Exercise details
Reproduce exactly the line with "of the purple" and every line that follows it below, up to and including the last one. Do not include pictures or anything else.

### Recorded data

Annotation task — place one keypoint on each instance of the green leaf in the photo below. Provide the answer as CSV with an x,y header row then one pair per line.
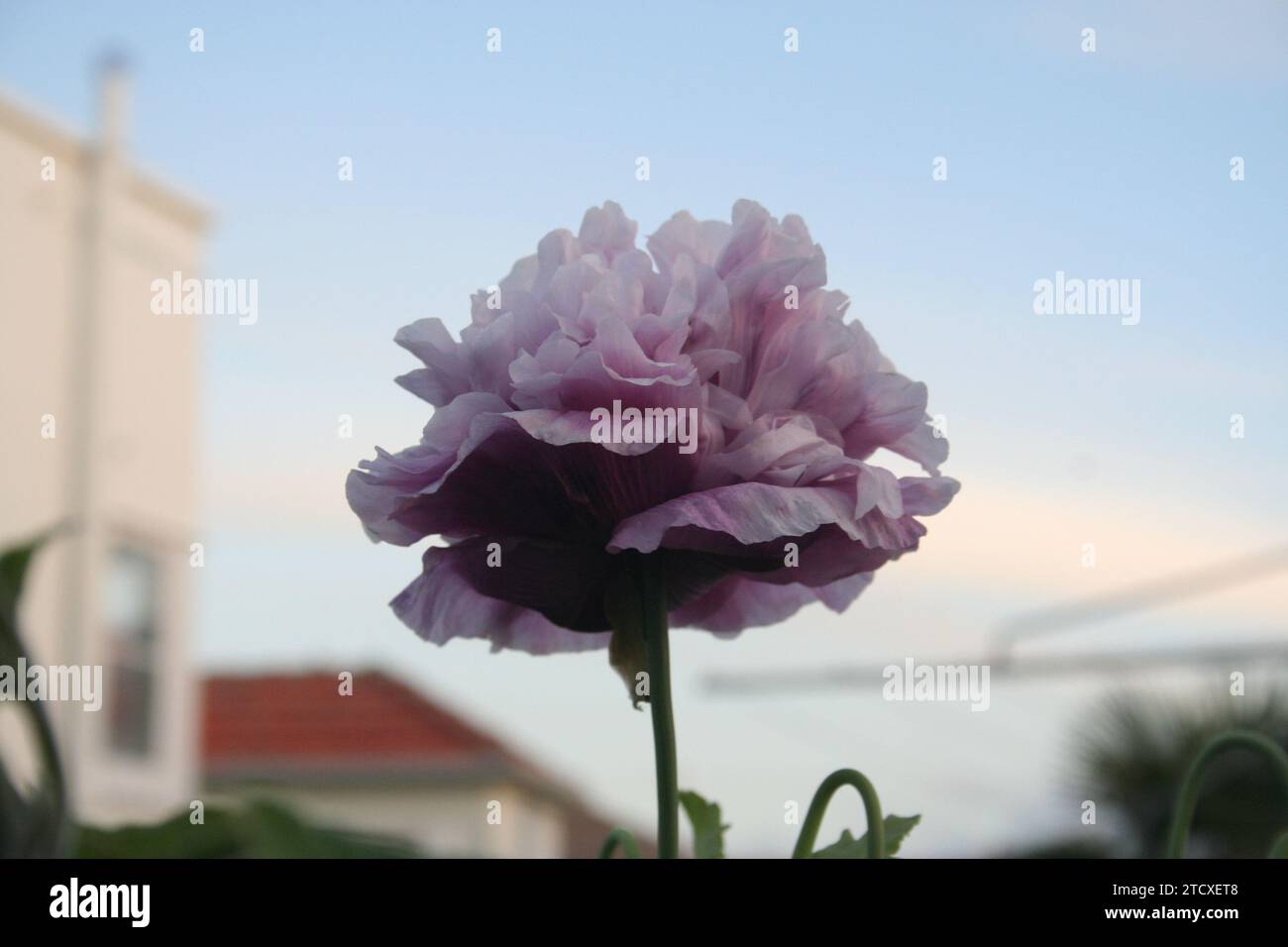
x,y
261,830
29,826
897,828
13,575
704,818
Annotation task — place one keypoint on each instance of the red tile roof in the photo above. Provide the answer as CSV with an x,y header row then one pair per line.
x,y
278,718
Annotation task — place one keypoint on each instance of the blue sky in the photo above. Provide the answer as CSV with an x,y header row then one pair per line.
x,y
1064,428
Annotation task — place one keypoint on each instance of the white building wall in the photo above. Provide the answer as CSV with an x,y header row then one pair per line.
x,y
134,431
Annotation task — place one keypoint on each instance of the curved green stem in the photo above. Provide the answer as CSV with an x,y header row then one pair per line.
x,y
655,626
818,806
619,838
1186,799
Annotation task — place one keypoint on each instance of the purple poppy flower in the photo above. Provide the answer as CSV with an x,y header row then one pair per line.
x,y
704,402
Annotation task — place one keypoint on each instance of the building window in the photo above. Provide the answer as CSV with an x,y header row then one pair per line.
x,y
132,642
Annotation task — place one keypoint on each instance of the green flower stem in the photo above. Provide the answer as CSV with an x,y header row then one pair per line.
x,y
652,591
818,806
619,838
1188,796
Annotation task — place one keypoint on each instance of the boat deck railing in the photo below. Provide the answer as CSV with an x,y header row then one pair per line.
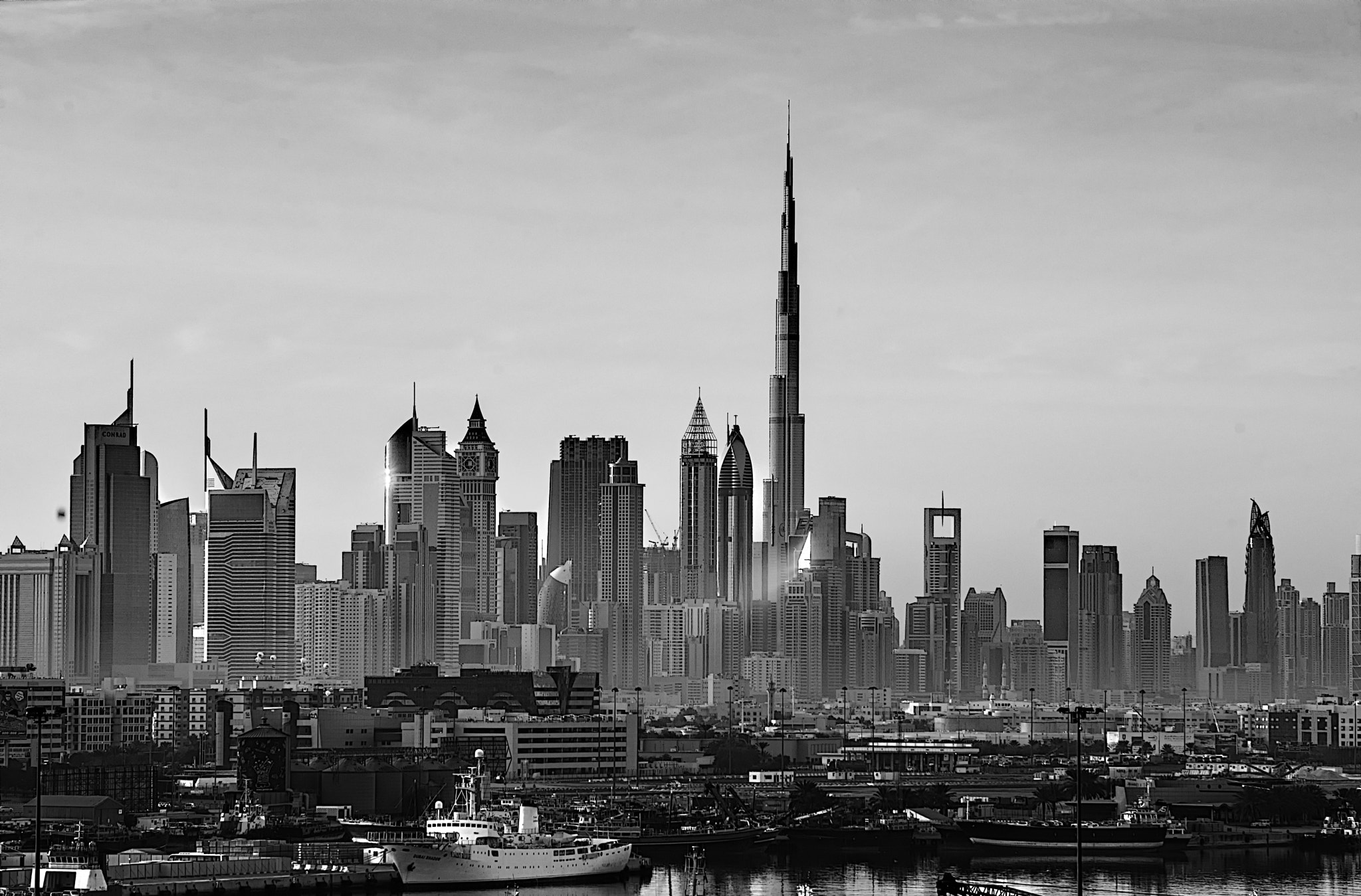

######

Solution for this problem
Annotation task — place one keypoint on each instance of the purple poppy flower in the photo above. Provide the answer as CSV with an x,y header row then one pair per line.
x,y
704,402
Annotation task — place one keypoint on each instance of the building window in the photo above. Provide the answer as CSV with an x,y header row then one pair per line.
x,y
132,642
Annotation task — place one keypoint on each instance of the green flower stem in the photo above. Provide the answer as CSV with an x,y header row then one pair per line.
x,y
652,591
818,806
619,838
1188,796
Annotation task — place one keypoint on each instance of the boat deck railing in the photo below. Provide the answer as CSV with an x,y header row then one pair per line.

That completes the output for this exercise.